↓
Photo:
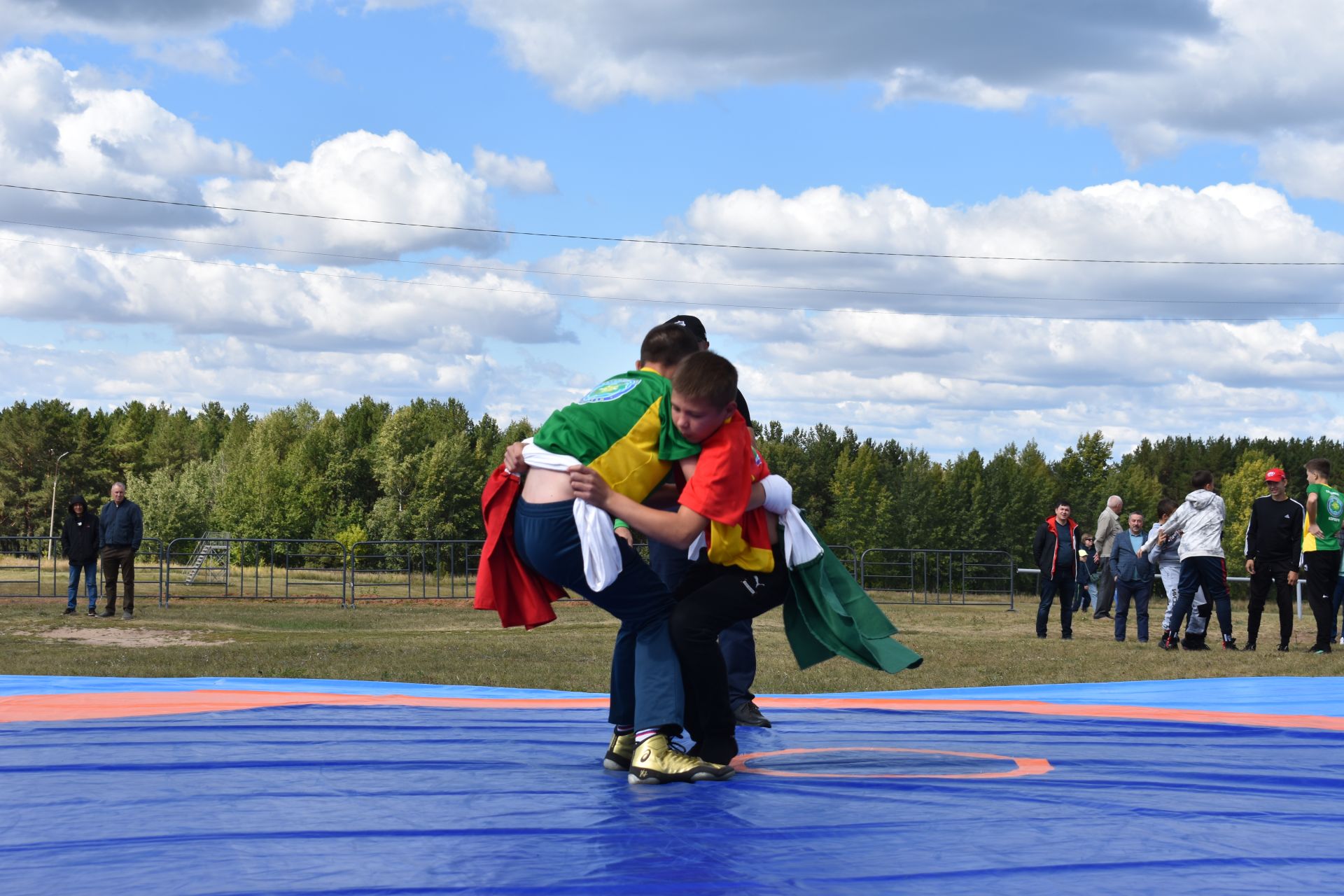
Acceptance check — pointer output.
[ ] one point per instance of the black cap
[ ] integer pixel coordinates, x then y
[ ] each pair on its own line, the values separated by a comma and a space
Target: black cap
692, 326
↑
> EXERCISE INSTRUCTIONS
Render the lines of the entry above as a numbered list, skipping blank lines and leaving out the picture.

> EXERCISE RESPONSE
1. Photo:
2. Acceptance check — pointer output.
3. [ ] one point per instance of the black cap
4. [ ] integer pixel coordinates, x then y
5. [ ] each pair on its own line, the values separated by a comma and a space
6. Target: black cap
7. 692, 326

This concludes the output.